BEGIN Given passage

Last modified March 13, 2023
The Giant Swarm Azure architecture
The Giant Swarm Platform consists of various components. They can be categorized into three areas: infrastructure, operations, and applications.
For managing all the infrastructure we run a management cluster per cloud and region where you want to run your workloads. From that management cluster you can spin up as many individual Kubernetes clusters, called workload clusters, as you want. Our operations team works to keep all cluster components healthy, while we release new versions with new features and patches. On top of that Giant Swarm offers a curated catalog with common Cloud Native tools that helps with monitoring, security, or API management. Customers can leverage those while we carry the burden of maintaining and keep them up to date.
When it comes to planning and designing your cluster architecture and its adaption to our infrastructure requirements, there are many moving parts to consider. Based on our experience with various customers over the last 6 years, we have gathered best practices and general advice to help with some of the initial critical decisions.
As we are fully convinced of Kubernetes as a platform for building platforms, we built all our management clusters based on Kubernetes. The initial deployment entails the creation of that management cluster in a defined cloud provider region. After the management cluster is ready we deploy all our automation taking advantage of Kubernetes primitives and using the same philosophy we advocate to our customers.
Giant Swarm leverages the concept of “Operators" to control all resources that clusters need as “Custom Resources”. At the same time customers can also use the Kubernetes Control Plane API to manage their clusters and/or applications.
Giant Swarm’s Azure operator is the product of years of work and we continue to apply our learnings and new functionality to it, as they become available. It is in charge of the provisioning and configuration of all resources needed to make a Kubernetes cluster functional on Azure. This operator runs in the management cluster, conveniently in separate subscription, and needs to reach the Azure API within subscription where you want to deploy your clusters. Thanks to our Multi-Account support, customers can add different Azure subscriptions to our platform and our operator will assume an Service Principle to operate the resources accordingly and spawn clusters into these subscriptions respectively.

END Given passage

Translate this sentence from the Giant Swarm Azure architecture page into Spanish: "At the same time customers can also use the Kubernetes Control Plane API to manage their clusters and/or applications."

BEGIN Information provided

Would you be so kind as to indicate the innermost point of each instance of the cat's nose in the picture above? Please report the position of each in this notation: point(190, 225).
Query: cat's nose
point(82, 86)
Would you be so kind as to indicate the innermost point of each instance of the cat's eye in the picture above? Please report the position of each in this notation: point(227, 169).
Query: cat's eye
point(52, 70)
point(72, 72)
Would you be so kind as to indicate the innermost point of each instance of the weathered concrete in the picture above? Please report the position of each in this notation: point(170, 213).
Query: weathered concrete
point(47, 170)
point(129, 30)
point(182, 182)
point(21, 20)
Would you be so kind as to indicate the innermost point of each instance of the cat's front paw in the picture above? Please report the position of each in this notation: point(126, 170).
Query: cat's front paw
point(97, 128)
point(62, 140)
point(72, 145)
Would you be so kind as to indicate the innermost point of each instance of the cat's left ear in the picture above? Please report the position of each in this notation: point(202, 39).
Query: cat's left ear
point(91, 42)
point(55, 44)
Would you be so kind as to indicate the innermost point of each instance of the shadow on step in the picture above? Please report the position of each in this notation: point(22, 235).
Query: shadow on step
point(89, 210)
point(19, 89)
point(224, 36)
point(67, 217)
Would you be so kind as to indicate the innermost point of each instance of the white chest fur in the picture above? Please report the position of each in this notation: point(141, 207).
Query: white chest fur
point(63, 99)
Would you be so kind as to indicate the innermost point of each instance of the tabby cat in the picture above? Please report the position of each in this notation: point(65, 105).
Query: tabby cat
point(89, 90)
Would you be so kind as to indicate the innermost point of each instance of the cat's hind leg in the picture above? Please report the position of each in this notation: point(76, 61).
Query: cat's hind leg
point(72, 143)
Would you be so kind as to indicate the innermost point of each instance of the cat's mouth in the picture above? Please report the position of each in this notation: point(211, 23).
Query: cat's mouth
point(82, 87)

END Information provided

The response: Al mismo tiempo, los clientes también pueden usar la API del plano de control de Kubernetes para gestionar sus clústeres y/o aplicaciones.